“I need some evergreens!” an almost panicked woman recently said to me. “They’re building on the lot next door, and they’ve cut down all the trees!”
Like many people in this situation, my customer was interested in buying several tall evergreens. She wanted to plant a long row of them to block the construction. I agreed that a screen was needed, but I wondered if it was wise to choose only one type of evergreen.
I told her to imagine her screen eight years from now, when it had grown tall and thick. Then I asked her how it would look if two or three of those tall plants died. “It would be terrible… I’d have to replant the ones that died.” She replied. I pointed out that in replacing them she would have to find mature plants that were exactly the same. “What if you can’t find plants that are identical in variety and size?” I said. “Other choices will look odd because they won’t match.”
Finding the right replacement for a dead section is only one problem. Using one type of plant also puts the entire row at risk if an insect or disease comes along. Such a “mono-culture” is always vulnerable to the next pest that comes into an area.
As an alternative, a screening of mixed evergreens provides an attractive mix of leaf colors and textures. If one of the plants becomes prone to damage by insects or disease, you are less likely to lose the rest of the shrubbery. And replacement plants won’t look out of place if the original plant selection was diverse.
Finally, I explained to my customer that the birds and wildlife also appreciate an assortment. “That seals it!” she said, “The more the merrier!” And she herself was quite merry as she went out to select her shrubs.
Good fences might make good neighbors, but diverse plantings definitely make good screens.

WHAT YOU SHOULD DO> Reproduce the text on mixed evergreen screens word for word.

RECORD EXCERPTS>
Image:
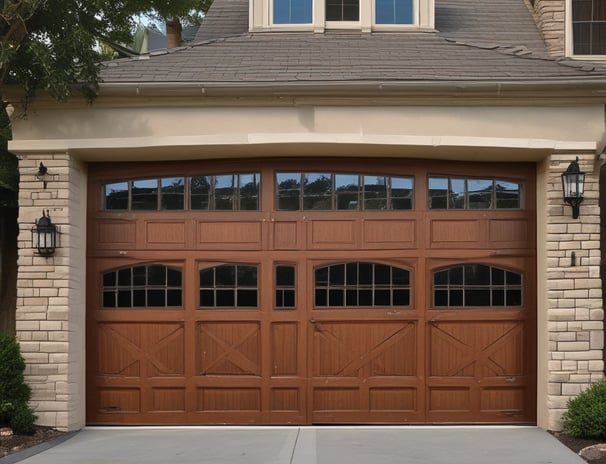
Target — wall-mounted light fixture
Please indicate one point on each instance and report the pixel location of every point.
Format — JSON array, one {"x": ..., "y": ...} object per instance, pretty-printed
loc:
[
  {"x": 42, "y": 173},
  {"x": 44, "y": 236},
  {"x": 573, "y": 186}
]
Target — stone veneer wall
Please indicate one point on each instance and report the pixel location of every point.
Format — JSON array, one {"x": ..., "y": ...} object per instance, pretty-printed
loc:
[
  {"x": 50, "y": 316},
  {"x": 551, "y": 19},
  {"x": 575, "y": 314}
]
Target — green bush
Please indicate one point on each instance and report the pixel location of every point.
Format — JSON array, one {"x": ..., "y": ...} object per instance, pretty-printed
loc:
[
  {"x": 586, "y": 415},
  {"x": 14, "y": 392}
]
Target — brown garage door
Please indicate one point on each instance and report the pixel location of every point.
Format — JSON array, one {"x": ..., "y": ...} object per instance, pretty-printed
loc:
[{"x": 276, "y": 293}]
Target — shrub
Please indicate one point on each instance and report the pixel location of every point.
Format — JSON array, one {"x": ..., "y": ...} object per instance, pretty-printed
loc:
[
  {"x": 14, "y": 392},
  {"x": 586, "y": 415}
]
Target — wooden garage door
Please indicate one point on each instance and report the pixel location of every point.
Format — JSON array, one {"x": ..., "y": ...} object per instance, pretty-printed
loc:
[{"x": 272, "y": 293}]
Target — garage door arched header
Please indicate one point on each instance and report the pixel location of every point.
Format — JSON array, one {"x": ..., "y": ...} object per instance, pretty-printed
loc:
[
  {"x": 477, "y": 285},
  {"x": 361, "y": 284}
]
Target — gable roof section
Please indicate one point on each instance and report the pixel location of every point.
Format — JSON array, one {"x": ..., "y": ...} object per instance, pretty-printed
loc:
[{"x": 476, "y": 41}]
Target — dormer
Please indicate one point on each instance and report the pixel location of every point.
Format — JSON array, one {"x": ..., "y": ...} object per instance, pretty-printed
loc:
[{"x": 353, "y": 15}]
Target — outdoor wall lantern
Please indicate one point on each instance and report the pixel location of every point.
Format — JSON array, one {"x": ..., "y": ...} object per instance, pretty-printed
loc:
[
  {"x": 44, "y": 236},
  {"x": 573, "y": 185}
]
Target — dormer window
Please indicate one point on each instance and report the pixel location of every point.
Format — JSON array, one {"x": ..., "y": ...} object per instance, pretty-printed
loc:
[
  {"x": 586, "y": 27},
  {"x": 361, "y": 15}
]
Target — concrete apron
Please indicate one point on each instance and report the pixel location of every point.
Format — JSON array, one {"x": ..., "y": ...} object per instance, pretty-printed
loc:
[{"x": 308, "y": 445}]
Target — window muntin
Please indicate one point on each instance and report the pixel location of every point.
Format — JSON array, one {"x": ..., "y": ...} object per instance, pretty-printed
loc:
[
  {"x": 145, "y": 286},
  {"x": 394, "y": 12},
  {"x": 335, "y": 191},
  {"x": 476, "y": 285},
  {"x": 589, "y": 27},
  {"x": 292, "y": 11},
  {"x": 342, "y": 10},
  {"x": 285, "y": 286},
  {"x": 229, "y": 286},
  {"x": 361, "y": 284},
  {"x": 471, "y": 193},
  {"x": 223, "y": 192}
]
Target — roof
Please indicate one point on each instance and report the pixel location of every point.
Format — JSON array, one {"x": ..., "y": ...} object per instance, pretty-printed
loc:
[{"x": 475, "y": 41}]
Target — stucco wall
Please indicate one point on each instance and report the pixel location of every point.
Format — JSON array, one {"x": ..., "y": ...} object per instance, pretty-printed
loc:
[{"x": 50, "y": 291}]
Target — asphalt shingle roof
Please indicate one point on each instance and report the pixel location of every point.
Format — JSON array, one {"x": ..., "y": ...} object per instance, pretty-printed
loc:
[{"x": 475, "y": 40}]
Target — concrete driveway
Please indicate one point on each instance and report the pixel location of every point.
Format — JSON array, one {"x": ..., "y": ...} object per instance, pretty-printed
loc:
[{"x": 306, "y": 445}]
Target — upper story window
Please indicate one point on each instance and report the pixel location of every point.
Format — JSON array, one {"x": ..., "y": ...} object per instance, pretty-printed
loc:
[
  {"x": 588, "y": 24},
  {"x": 364, "y": 15}
]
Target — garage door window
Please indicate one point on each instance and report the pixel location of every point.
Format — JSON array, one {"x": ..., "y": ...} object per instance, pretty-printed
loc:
[
  {"x": 331, "y": 191},
  {"x": 475, "y": 285},
  {"x": 467, "y": 193},
  {"x": 152, "y": 286},
  {"x": 361, "y": 284},
  {"x": 229, "y": 286}
]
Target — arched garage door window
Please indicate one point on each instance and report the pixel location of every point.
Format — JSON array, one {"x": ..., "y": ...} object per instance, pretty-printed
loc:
[
  {"x": 149, "y": 285},
  {"x": 361, "y": 284},
  {"x": 477, "y": 285}
]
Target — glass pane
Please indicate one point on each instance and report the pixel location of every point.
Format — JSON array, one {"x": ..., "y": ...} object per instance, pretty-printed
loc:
[
  {"x": 401, "y": 193},
  {"x": 116, "y": 195},
  {"x": 249, "y": 192},
  {"x": 172, "y": 193},
  {"x": 317, "y": 191},
  {"x": 480, "y": 193},
  {"x": 289, "y": 191},
  {"x": 225, "y": 276},
  {"x": 457, "y": 194},
  {"x": 285, "y": 276},
  {"x": 507, "y": 194},
  {"x": 375, "y": 193},
  {"x": 145, "y": 194},
  {"x": 200, "y": 192},
  {"x": 224, "y": 193},
  {"x": 347, "y": 191},
  {"x": 438, "y": 193}
]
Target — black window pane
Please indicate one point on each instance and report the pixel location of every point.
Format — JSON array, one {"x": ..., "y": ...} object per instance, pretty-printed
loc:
[
  {"x": 200, "y": 188},
  {"x": 145, "y": 194},
  {"x": 156, "y": 275},
  {"x": 109, "y": 299},
  {"x": 336, "y": 297},
  {"x": 365, "y": 298},
  {"x": 124, "y": 277},
  {"x": 321, "y": 297},
  {"x": 317, "y": 191},
  {"x": 401, "y": 298},
  {"x": 139, "y": 298},
  {"x": 174, "y": 298},
  {"x": 285, "y": 276},
  {"x": 289, "y": 191},
  {"x": 477, "y": 274},
  {"x": 226, "y": 298},
  {"x": 207, "y": 278},
  {"x": 207, "y": 298},
  {"x": 225, "y": 276},
  {"x": 172, "y": 193},
  {"x": 514, "y": 297},
  {"x": 109, "y": 279},
  {"x": 247, "y": 298},
  {"x": 382, "y": 297},
  {"x": 124, "y": 299},
  {"x": 116, "y": 196}
]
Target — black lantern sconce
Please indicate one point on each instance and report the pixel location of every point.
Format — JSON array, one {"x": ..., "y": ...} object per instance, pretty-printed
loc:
[
  {"x": 573, "y": 186},
  {"x": 42, "y": 173},
  {"x": 44, "y": 236}
]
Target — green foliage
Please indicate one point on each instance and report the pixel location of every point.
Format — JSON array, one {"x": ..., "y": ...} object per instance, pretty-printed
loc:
[
  {"x": 14, "y": 392},
  {"x": 586, "y": 415}
]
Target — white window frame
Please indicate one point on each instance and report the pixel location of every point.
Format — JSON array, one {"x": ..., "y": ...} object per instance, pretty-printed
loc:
[
  {"x": 261, "y": 18},
  {"x": 569, "y": 37}
]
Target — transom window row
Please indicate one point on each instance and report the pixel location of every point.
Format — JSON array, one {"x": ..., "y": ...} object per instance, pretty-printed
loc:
[
  {"x": 307, "y": 191},
  {"x": 341, "y": 285}
]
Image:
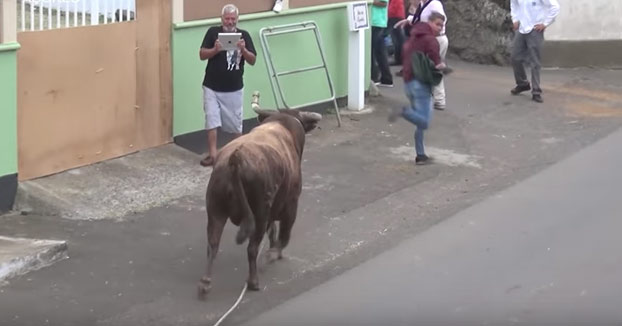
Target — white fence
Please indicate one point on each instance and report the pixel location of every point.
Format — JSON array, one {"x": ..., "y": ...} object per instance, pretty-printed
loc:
[{"x": 34, "y": 15}]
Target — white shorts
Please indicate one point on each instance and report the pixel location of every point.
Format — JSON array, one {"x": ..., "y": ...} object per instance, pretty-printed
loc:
[{"x": 223, "y": 109}]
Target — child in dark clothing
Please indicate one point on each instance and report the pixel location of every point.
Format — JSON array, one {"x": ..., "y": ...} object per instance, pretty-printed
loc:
[{"x": 422, "y": 46}]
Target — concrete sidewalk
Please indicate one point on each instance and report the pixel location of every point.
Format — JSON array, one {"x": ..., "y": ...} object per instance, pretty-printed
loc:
[{"x": 544, "y": 252}]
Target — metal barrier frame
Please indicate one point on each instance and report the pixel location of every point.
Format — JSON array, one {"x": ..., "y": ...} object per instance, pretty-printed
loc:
[{"x": 274, "y": 75}]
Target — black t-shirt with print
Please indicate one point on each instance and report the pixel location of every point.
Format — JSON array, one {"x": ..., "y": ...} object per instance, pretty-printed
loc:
[{"x": 224, "y": 70}]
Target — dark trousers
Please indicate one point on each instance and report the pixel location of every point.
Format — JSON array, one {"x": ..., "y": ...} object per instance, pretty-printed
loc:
[
  {"x": 526, "y": 51},
  {"x": 398, "y": 37},
  {"x": 379, "y": 62}
]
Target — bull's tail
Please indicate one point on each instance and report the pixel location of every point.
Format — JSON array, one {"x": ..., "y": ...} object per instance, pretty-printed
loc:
[{"x": 247, "y": 224}]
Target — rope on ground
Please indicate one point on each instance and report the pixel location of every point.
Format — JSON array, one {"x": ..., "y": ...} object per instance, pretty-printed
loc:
[{"x": 235, "y": 305}]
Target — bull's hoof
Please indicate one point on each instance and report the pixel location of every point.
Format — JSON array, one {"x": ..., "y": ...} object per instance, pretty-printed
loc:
[
  {"x": 274, "y": 254},
  {"x": 203, "y": 288},
  {"x": 253, "y": 285}
]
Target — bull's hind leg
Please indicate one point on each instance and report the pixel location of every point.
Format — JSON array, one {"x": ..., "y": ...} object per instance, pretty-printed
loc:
[
  {"x": 215, "y": 225},
  {"x": 285, "y": 227},
  {"x": 260, "y": 210},
  {"x": 253, "y": 250},
  {"x": 274, "y": 242}
]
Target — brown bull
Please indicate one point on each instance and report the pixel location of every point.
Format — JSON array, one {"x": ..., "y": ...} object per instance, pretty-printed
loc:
[{"x": 256, "y": 181}]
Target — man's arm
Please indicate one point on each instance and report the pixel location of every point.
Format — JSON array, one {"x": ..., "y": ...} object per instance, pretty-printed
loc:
[
  {"x": 249, "y": 56},
  {"x": 210, "y": 45},
  {"x": 205, "y": 53},
  {"x": 247, "y": 49}
]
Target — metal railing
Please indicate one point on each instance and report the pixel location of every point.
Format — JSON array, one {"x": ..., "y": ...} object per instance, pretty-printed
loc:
[{"x": 274, "y": 75}]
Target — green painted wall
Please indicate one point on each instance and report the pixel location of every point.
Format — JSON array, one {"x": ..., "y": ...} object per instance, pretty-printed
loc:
[
  {"x": 290, "y": 51},
  {"x": 8, "y": 108}
]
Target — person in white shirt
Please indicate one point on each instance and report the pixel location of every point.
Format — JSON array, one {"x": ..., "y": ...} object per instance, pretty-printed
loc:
[
  {"x": 530, "y": 18},
  {"x": 425, "y": 8}
]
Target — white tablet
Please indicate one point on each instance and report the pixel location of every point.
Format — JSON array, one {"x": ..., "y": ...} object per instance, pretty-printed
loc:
[{"x": 229, "y": 41}]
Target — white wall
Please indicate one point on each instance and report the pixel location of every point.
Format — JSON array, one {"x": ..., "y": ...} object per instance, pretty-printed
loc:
[{"x": 580, "y": 20}]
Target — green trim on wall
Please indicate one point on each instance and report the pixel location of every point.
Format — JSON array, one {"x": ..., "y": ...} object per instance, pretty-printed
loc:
[
  {"x": 9, "y": 46},
  {"x": 8, "y": 109},
  {"x": 289, "y": 51}
]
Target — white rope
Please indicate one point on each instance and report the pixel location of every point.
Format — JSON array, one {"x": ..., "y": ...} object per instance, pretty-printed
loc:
[{"x": 235, "y": 305}]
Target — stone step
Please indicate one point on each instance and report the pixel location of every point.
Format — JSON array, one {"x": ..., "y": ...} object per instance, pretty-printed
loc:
[{"x": 19, "y": 256}]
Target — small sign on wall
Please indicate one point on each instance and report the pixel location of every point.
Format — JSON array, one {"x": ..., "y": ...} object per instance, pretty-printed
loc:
[{"x": 358, "y": 18}]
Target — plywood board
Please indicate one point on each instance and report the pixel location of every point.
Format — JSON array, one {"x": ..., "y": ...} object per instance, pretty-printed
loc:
[
  {"x": 202, "y": 9},
  {"x": 153, "y": 73},
  {"x": 76, "y": 97}
]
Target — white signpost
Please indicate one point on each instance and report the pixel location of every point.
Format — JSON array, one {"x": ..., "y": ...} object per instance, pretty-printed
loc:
[{"x": 358, "y": 21}]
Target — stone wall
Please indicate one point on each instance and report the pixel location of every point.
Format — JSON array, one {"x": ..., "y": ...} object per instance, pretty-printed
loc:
[{"x": 479, "y": 30}]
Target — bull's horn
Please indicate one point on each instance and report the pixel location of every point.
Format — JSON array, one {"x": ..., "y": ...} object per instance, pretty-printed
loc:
[
  {"x": 264, "y": 112},
  {"x": 255, "y": 101},
  {"x": 311, "y": 115}
]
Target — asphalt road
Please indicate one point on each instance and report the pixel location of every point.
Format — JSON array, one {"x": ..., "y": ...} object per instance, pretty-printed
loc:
[
  {"x": 544, "y": 252},
  {"x": 362, "y": 196}
]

RESPONSE TO THIS EXERCISE>
“I need some evergreens!” an almost panicked woman recently said to me. “They’re building on the lot next door, and they’ve cut down all the trees!”
Like many people in this situation, my customer was interested in buying several tall evergreens. She wanted to plant a long row of them to block the construction. I agreed that a screen was needed, but I wondered if it was wise to choose only one type of evergreen.
I told her to imagine her screen eight years from now, when it had grown tall and thick. Then I asked her how it would look if two or three of those tall plants died. “It would be terrible… I’d have to replant the ones that died.” She replied. I pointed out that in replacing them she would have to find mature plants that were exactly the same. “What if you can’t find plants that are identical in variety and size?” I said. “Other choices will look odd because they won’t match.”
Finding the right replacement for a dead section is only one problem. Using one type of plant also puts the entire row at risk if an insect or disease comes along. Such a “mono-culture” is always vulnerable to the next pest that comes into an area.
As an alternative, a screening of mixed evergreens provides an attractive mix of leaf colors and textures. If one of the plants becomes prone to damage by insects or disease, you are less likely to lose the rest of the shrubbery. And replacement plants won’t look out of place if the original plant selection was diverse.
Finally, I explained to my customer that the birds and wildlife also appreciate an assortment. “That seals it!” she said, “The more the merrier!” And she herself was quite merry as she went out to select her shrubs.
Good fences might make good neighbors, but diverse plantings definitely make good screens.